■ What you will do: Copy the lines below word for word, leaving out any pictures.

■ Material:

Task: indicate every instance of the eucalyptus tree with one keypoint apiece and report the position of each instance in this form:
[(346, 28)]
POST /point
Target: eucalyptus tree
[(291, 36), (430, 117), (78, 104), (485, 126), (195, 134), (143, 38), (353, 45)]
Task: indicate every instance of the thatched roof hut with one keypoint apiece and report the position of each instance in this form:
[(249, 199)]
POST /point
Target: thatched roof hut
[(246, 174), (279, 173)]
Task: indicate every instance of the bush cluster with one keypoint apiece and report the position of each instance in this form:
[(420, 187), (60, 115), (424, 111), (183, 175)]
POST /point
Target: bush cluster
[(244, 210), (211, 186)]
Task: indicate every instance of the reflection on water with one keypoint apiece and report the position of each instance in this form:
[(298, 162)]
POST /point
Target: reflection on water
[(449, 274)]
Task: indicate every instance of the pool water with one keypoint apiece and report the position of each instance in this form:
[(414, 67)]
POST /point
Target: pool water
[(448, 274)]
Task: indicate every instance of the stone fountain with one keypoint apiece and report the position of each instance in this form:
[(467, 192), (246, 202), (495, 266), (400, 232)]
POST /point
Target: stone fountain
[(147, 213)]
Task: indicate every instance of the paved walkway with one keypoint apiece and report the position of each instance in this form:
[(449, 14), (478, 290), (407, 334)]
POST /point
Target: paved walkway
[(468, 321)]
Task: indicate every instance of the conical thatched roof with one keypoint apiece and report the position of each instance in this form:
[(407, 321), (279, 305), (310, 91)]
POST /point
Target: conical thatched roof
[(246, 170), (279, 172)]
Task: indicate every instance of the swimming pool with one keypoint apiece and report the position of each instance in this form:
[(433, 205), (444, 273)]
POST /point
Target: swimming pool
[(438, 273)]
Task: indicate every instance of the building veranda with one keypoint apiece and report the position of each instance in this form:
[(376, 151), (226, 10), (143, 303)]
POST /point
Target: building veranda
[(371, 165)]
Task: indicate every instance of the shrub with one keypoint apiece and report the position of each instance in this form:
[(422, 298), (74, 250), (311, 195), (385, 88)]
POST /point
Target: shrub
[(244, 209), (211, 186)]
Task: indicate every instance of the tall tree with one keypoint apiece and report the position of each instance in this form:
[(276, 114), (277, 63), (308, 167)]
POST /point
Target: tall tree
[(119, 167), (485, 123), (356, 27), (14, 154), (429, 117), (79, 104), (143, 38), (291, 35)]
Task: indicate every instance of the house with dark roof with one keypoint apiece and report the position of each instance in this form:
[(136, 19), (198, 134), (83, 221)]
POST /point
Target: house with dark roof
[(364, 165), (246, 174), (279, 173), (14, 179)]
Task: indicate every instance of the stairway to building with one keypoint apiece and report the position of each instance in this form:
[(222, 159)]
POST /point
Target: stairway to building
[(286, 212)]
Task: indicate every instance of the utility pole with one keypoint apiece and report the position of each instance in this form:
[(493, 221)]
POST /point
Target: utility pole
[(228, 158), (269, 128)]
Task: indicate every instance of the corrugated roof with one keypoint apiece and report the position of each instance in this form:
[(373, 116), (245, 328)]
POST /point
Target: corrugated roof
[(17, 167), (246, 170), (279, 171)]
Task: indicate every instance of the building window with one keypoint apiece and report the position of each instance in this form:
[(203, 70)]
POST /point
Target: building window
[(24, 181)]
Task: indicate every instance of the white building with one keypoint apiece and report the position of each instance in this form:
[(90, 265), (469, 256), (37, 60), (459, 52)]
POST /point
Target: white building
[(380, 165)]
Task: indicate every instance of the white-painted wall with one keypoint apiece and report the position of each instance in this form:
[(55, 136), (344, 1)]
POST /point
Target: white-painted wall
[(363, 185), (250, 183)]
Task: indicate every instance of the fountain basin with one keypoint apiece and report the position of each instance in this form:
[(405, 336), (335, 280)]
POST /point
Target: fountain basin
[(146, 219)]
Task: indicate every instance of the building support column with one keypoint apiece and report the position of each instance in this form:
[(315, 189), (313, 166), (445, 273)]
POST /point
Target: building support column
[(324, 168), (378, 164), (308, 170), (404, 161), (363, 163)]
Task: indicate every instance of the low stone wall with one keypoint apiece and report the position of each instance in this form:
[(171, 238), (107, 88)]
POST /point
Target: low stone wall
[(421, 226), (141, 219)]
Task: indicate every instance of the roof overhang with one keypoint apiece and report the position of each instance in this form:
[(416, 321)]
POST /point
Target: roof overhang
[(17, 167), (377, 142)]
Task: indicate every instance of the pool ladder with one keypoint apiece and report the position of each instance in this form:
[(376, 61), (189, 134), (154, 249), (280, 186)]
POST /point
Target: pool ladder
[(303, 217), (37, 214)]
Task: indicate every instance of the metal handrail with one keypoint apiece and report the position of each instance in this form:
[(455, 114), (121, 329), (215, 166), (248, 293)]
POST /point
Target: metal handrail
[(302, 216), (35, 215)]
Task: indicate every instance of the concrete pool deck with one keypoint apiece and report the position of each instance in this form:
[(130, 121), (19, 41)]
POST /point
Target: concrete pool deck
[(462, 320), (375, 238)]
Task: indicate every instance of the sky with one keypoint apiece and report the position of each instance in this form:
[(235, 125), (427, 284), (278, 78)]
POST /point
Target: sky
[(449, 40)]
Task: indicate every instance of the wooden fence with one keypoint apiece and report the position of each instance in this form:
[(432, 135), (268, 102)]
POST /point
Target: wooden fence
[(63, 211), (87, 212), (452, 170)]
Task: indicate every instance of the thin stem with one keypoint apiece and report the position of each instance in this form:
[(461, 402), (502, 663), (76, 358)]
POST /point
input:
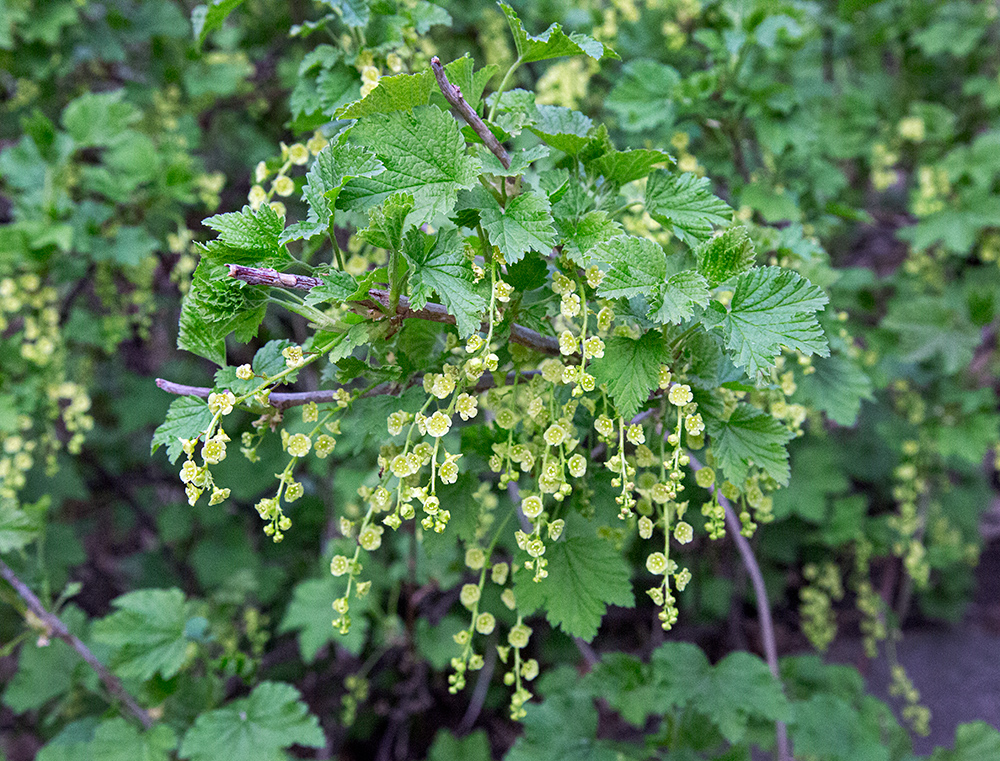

■ Result below:
Task: indicate every instance of the eucalyptus tree with one keypoint apiece and report the position of each instance in this form:
[(346, 28)]
POST /point
Target: eucalyptus tree
[(291, 36), (430, 117), (78, 104), (485, 126), (195, 134), (143, 38), (353, 45)]
Task: indicate every instance of the thatched roof hut with one keypoint apiece and report the position of each instance in this form:
[(249, 199)]
POST /point
Target: thatched roof hut
[(246, 174), (279, 173)]
Task: indicate every instance of the bush cluster with one keypoint apiece and report the position of each instance in this form:
[(420, 187), (60, 115), (424, 111), (183, 175)]
POST /point
Target: bush cluster
[(244, 210), (211, 186)]
Task: indicate every instance of the reflection on water with one keypoint apiece and report the position of each instance in this form:
[(298, 162)]
POST /point
Target: reflection on water
[(449, 274)]
Task: indicate every instance of the pool water with one keypoint apiece and report the position of each instance in this form:
[(414, 67)]
POST /point
Target: pool water
[(448, 274)]
Task: indicate every instance of the stone fountain with one keypoint apiece and report the position of each instance in this form:
[(467, 192), (246, 202), (495, 266), (400, 232)]
POST /point
Target: stone fountain
[(147, 213)]
Task: indicate every instance of the paved walkway with one keypoint apiece and report the position of each instance in this form:
[(449, 14), (478, 290), (407, 334)]
POST /point
Target: paved walkway
[(468, 321)]
Task: indicate every instance of the conical thatched roof with one keypoint apiece and report the position of each instance in this form:
[(407, 321), (279, 305), (310, 91)]
POST /point
Target: conical thatched roof
[(246, 170), (279, 172)]
Task: indicate every instance of the swimming pool with one keypoint apiece and report the position of each instance in this form:
[(433, 205), (444, 273)]
POST /point
Target: swimming pool
[(438, 273)]
Task: indicate every instance of the building veranda with one keypoint apiece and report the position of each instance in this form:
[(376, 151), (226, 10), (143, 303)]
POST /point
Target: building veranda
[(371, 165)]
Task: indicate every instance of the shrub with one keypoint apiece and report the position of each instance in this form:
[(422, 298), (74, 250), (311, 195), (385, 88)]
POST /point
Target: shrub
[(244, 209), (211, 186)]
Task: indicate every instance of the tall tree with one keypoint apiece and report the position of each instance in this form:
[(276, 114), (277, 63), (308, 167)]
POST /point
Target: tall tree
[(119, 167), (485, 123), (356, 27), (14, 154), (429, 117), (79, 104), (143, 38), (291, 35)]
Task: indicate every instance of the house with dark roof with one keypoint apiece and report the position of each instance in this form:
[(136, 19), (198, 134), (83, 221)]
POST /point
Target: house with dark roof
[(364, 165), (246, 174), (279, 173), (14, 179)]
Task: indicate every instance of the stairway to building with one keypoint apiece and report the position of each instance in this form:
[(222, 159)]
POST /point
Target: stairway to building
[(286, 212)]
Task: indicate every instance of the utility pole with one keypoint apiece and report the position of each instance in this form:
[(493, 221)]
POST /point
Target: utility pole
[(228, 158), (269, 128)]
Task: indicate every instance of the corrugated roof with one keypoint apiece and report the position of each instance in this form:
[(373, 116), (245, 328)]
POST /point
Target: corrugated roof
[(17, 167), (246, 170), (279, 171)]
Task: indicate every instance of the building window with one keypoint apiece and report the position of each instance in this form:
[(203, 70)]
POST /point
Target: building window
[(24, 181)]
Task: indicate every instance of the white building with one keypoint apiece and report the position of each instance in this form:
[(90, 265), (469, 256), (37, 60), (459, 52)]
POST /point
Target: white building
[(380, 165)]
Task: indicate every instance of the white-painted wall with one keypoint apiece and report the position of each instance in this form:
[(55, 136), (344, 1)]
POST /point
Target: white-painted wall
[(363, 185), (250, 183)]
Task: indicate every instance of the fountain basin with one keypoint apiece and report the position of each instance in this form:
[(405, 336), (335, 280)]
POST /point
Target: fountain basin
[(146, 219)]
Task: indicate every instance of the building support column with one keypoint apiece and report the position of each instance in this form:
[(315, 189), (313, 166), (445, 273)]
POST /point
Target: building support column
[(324, 168), (378, 164), (308, 170), (404, 161), (363, 163)]
Task: indicate every instance of the low stone wall with one keypoint apiece and report the position of each instance in this form:
[(171, 238), (107, 88)]
POST /point
Target: low stone wall
[(421, 226), (141, 219)]
Task: indicate every instance of the roof overhang with one keypoint apiece and report the position of each instance in this form:
[(416, 321)]
POST /point
Target: roof overhang
[(17, 167), (377, 142)]
Task: indicate every instance of the pool ladder with one keypoint apiece and report the position of each instance in this form:
[(376, 61), (189, 134), (154, 249), (280, 186)]
POST /point
Target: pool ladder
[(303, 217), (37, 214)]
Task: indicate every instance of the metal handrail with one keypoint apiece and report the position of each instance in this form:
[(455, 114), (121, 329), (215, 166), (248, 293)]
POST /point
Target: metal handrail
[(302, 216), (35, 215)]
Task: indicate every instance of the concrete pool deck with one keypoint apiece and report the position of each instance in this form:
[(130, 121), (19, 41)]
POST /point
Target: concrete pool deck
[(462, 320), (375, 238)]
Task: indicate every instance of the sky with one keypoint apiece and report the position of each instance in this form:
[(235, 125), (427, 284), (278, 78)]
POST /point
Target: sky
[(449, 40)]
Task: indicate every instance of the wooden fence with one keypoint apiece and report the position of each instance in this form:
[(432, 135), (268, 102)]
POST /point
Target: wooden fence
[(63, 211), (87, 212), (452, 170)]
Task: indicate every instance of the thin stem with one keypoint apiece and report the position of each instance in this form:
[(461, 402), (502, 663), (76, 358)]
POST /point
input:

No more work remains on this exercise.